--- START Extracted text ---
Let's go a bit deeper, however. Who was each team's biggest winner and loser? Click ahead to find out.
Winner: Larry Fitzgerald
The über-talented receiver finally got some help when the Cardinals drafted Michael Floyd. Not since the days when Anquan Boldin roamed the field has Fitzgerald had a big threat to take some of the defensive attention away from him.
Defenses have had a difficult time containing Fitzgerald, but they will be even further hard-pressed to do so while having to worry about Floyd.
Loser: Larry Fitzgerald
Unfortunately, Fitzgerald will have either Kevin Kolb or John Skelton throwing him the ball. Skelton has been more productive than Kolb, putting fantasy owners across the world in Skelton's camp.
Well, at least they should be. Fitzgerald averaged over two more targets per game and scored the majority of his touchdowns with Skelton at the helm last season.
Winner: Thomas DeCoud
The Falcons safety was out of place in the team's old defensive scheme.
Mike Nolan will have DeCoud playing center field most of the time, a role he is much better suited for than his old one.
Safeties are important in Nolan's defense and DeCoud decided to come back to Atlanta to be a key cog in the defense.
Loser: Sam Baker
He was the starting left tackle to begin the season, but he ended it on the bench as Will Svitek took over. Baker was one of the worst-rated tackles in the league last season, according to Pro Football Focus, and the Falcons brought in Lamar Holmes in the draft.
Mike Smith was noncommittal about the starting left tackle when pressed about Baker. Not exactly a good sign for the fifth-year lineman.
Winner: Ray Rice
It came down to the wire, but the stud running back inked a long-term deal with the Ravens just before the deadline to sign players who had been tendered with a franchise tag.
The deal is a rich one for Rice, in which he makes $40 million over five years, $24 million of which is guaranteed—all this during a time when running back values are being marginalized, at least in perception.
With Rice locked up for the rest of his prime, the Ravens can use next year's franchise tag for Joe Flacco if necessary.
Loser: Ray Lewis
Rice's contract notwithstanding, the Ravens have had a bit of a rough offseason personnel-wise.
The Ravens almost reached the Super Bowl and they should still be a good team in 2012. But standing still is death in this league and the Ravens have not done much to improve this offseason. Losing Terrell Suggs was a big blow to the defense, which also lost Jarrett Johnson to free agency.
They also did little to improve their receiving corps, unless sixth-round rookie Tommy Streeter or perennial disappointment Jacoby Jones are impressive enough to supplant Anquan Boldin.
The clock has been ticking on Ray Lewis' career for years now. He will eventually have to retire, and it might happen soon for the 36-year-old thumper.
Every year the Ravens fail to win a Super Bowl is just one closer to the end of the future Hall of Famer's career. Unfortunately, the Ravens do not seem closer to getting Lewis back to the promised land this year.
Winner: Buffalo's secondary
While it was Buffalo's defensive line that got a major shot in the arm this offseason, it is the secondary that will be the biggest beneficiary.
--- END Extracted text ---
Problems and tasks:
1) Translate this sentence from the football winners-and-losers article into Spanish: "The Falcons safety was out of place in the team's old defensive scheme."
2) Extend the football winners-and-losers article, picking up right after its final sentence.
--- START Records provided ---
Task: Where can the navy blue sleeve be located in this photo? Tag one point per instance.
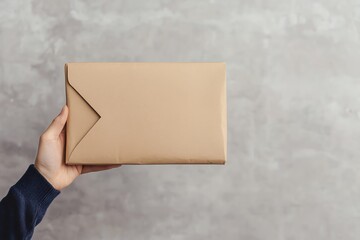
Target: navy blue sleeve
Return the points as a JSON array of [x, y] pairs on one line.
[[25, 205]]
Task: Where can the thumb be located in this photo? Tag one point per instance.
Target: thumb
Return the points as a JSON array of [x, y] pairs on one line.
[[57, 124]]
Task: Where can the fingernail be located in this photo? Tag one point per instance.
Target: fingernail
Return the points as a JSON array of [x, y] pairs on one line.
[[62, 110]]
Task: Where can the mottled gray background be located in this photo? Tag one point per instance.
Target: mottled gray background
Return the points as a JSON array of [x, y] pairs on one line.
[[293, 109]]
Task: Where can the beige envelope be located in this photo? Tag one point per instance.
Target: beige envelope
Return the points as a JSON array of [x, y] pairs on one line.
[[146, 113]]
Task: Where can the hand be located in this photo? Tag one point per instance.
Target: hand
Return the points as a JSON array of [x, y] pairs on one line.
[[50, 159]]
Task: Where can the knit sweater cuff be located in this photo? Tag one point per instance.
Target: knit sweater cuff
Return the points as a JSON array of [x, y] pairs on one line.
[[36, 188]]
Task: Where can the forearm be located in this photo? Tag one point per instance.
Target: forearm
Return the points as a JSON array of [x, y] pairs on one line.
[[25, 205]]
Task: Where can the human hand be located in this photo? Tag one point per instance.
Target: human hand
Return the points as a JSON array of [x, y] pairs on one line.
[[50, 159]]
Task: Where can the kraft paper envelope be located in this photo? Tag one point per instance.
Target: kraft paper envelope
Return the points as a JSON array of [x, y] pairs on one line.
[[146, 113]]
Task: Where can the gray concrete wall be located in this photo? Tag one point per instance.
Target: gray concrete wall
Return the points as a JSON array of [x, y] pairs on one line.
[[293, 108]]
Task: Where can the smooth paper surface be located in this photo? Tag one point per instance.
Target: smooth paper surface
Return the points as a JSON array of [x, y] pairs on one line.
[[146, 113]]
--- END Records provided ---
Written answers:
1) El safety de los Falcons estaba fuera de lugar en el antiguo esquema defensivo del equipo.

2)
Buffalo could not generate a consistent pass rush last season, putting undue pressure on a secondary that lost starter Terrence McGee to injury and relied on rookie Aaron Williams and inconsistent Leodis McKelvin.
Never fear, Mario Williams and Mark Anderson are here!
Loser: Alex Carrington
The pass rush was woeful in Buffalo last season and Carrington did not do much to help.
Granted, the Bills ran a 3-4 scheme last season and they will be switching to a 4-3, which will suit Mario Williams and Mark Anderson well.
Unfortunately for him, those two additions will cause Carrington's playing time to plummet. He will likely see the field on a rotational basis, but he has been relegated to working with the third-team defense.
Winner: Jon Beason
Not only should Carolina's middle linebacker be fully recovered from an Achilles injury, but he has a new tackling machine playing alongside him.
The Panthers took Luke Kuechly with their first-round draft pick, but rather than press him into a competition with the incumbent Pro Bowler, they decided to move him to the weak side and make a monster out of their linebacker corps.
Loser: Jonathan Stewart and his fantasy owners
Instead of carving more playing time for the best running back in the backfield, the Panthers muddled the situation even further by signing Mike Tolbert.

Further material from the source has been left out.